## Material for this exercise
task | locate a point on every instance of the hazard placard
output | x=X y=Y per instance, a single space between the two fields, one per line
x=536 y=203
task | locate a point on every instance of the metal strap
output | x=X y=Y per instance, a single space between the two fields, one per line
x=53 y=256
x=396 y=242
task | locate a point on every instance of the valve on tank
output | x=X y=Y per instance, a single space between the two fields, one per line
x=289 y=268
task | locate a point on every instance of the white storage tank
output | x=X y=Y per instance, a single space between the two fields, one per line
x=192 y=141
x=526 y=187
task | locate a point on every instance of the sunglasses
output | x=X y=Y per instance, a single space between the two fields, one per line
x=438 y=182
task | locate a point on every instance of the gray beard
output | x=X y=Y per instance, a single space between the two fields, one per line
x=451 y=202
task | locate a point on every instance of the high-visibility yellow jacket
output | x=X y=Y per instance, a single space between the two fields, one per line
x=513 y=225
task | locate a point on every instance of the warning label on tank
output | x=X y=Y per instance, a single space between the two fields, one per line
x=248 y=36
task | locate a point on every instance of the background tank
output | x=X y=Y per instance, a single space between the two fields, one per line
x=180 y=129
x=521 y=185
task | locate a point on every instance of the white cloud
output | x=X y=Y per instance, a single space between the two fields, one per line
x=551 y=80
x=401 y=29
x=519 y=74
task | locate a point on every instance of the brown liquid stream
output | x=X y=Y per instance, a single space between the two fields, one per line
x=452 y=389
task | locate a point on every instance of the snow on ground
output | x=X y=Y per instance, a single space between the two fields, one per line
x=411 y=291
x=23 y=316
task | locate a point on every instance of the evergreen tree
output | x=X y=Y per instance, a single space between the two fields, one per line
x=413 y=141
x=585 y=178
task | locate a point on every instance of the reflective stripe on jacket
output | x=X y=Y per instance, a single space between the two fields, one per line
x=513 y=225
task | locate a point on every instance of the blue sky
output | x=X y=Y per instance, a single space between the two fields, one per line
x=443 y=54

## What to do
Copy the records from the line with "white storage tank" through the end of the records, requests included, and increase every coordinate in the answers by 98.

## Response to this task
task | locate a point on every instance of the white storage tank
output | x=X y=Y per instance, a single space between the two fields, one per line
x=290 y=239
x=624 y=285
task | locate a point on every instance of the sunglasses
output | x=X y=Y per instance, a single space between the two fields, one per line
x=536 y=280
task | locate a point on every instance of the gray beard
output | x=X y=Y per instance, a single space between the two fields, one per line
x=549 y=300
task | locate a point on every instance of the high-visibility yellow jacket
output | x=X y=Y per instance, a single space between the two fields, one per line
x=611 y=323
task | locate a point on every instance of the warning label on tank
output | x=X y=Y per instance, a single space between the two fields, one per line
x=346 y=134
task | locate a point on every instance of the background tank
output | x=X y=Y per instance, a single space between the two fields, one per line
x=278 y=227
x=619 y=283
task | locate a point on every instance of the white cloud
output | x=X y=Y per instance, a single space between the two fields, one per line
x=649 y=178
x=499 y=127
x=617 y=172
task | locate a point on every instance of the brown liquid stream
output | x=X y=Y per instance, a single space between the two fields, one per line
x=550 y=487
task | locate a point on every instance of the snow on ground
output | x=X y=Y per instance, a single space between the two fields, one per line
x=509 y=389
x=121 y=414
task | locate a point on every instance of the evergreen tree
output | x=X y=Y per instance, a single space between the two fields, one per line
x=511 y=239
x=683 y=276
task | locate a point on every instance of the reflective stripe on jacket
output | x=X y=Y per instance, a single space between the two fields, one per line
x=611 y=323
task | locate a point on every instance of the blue sky
output | x=X y=Y per instance, a single space between the two fields, one per line
x=541 y=152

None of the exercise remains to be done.